■ Required action 1 ■
How would you render this sentence from the marine expedition text in Spanish: "Well, it turns out all you need is a bin, some plastic bags, a knife and a wetsuit."?
■ Required action 2 ■
Repeat word for word the part of the marine expedition text starting at "With all our" and ending at "into her wetsuit.".

When the going gets tough, the tough get going. With their equipment still being processed by Customs, our marine scientists got inventive.


marine expedition

Timor-Leste Marine Expedition #32 Photographer: Michael Hugill © Australian Museum

Image: Michael Hugill
© Australian Museum

You would think in the year 2012 that collecting specimens, undertaking research, doing science wouldn't be possible without lasers, sensors, nifty gadgets and the latest in outdoor clothing technology. Well, it turns out all you need is a bin, some plastic bags, a knife and a wetsuit.

With all our diving and sophisticated collecting equipment being held up at Customs, the scientists did what scientists tend to do: they attacked the problem and came up with solutions.



I joined marine biologists Penny Berents, Anna Murray and Pat Hutchings on a collecting trip to a wharf some twenty miles (actually it was 20 minutes) walk from our accommodation. Once there, Penny swam out to the various pylons with a snorkel, a knife between her teeth (actually she held it in her hand) and some plastic bags stuffed into her wetsuit.

■ Data excerpt ■
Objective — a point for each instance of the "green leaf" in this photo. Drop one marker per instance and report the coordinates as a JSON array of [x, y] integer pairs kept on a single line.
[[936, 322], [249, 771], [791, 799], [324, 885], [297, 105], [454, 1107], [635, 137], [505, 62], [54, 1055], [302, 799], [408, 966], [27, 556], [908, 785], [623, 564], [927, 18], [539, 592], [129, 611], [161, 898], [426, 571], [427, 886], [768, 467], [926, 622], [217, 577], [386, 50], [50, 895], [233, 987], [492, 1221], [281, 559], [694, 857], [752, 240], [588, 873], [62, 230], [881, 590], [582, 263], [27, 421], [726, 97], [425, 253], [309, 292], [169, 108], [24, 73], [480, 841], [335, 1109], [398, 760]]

■ Expected output 1 ■
Bueno, resulta que todo lo que necesitas es un cubo, unas bolsas de plástico, un cuchillo y un traje de neopreno.

■ Expected output 2 ■
With all our diving and sophisticated collecting equipment being held up at Customs, the scientists did what scientists tend to do: they attacked the problem and came up with solutions.



I joined marine biologists Penny Berents, Anna Murray and Pat Hutchings on a collecting trip to a wharf some twenty miles (actually it was 20 minutes) walk from our accommodation. Once there, Penny swam out to the various pylons with a snorkel, a knife between her teeth (actually she held it in her hand) and some plastic bags stuffed into her wetsuit.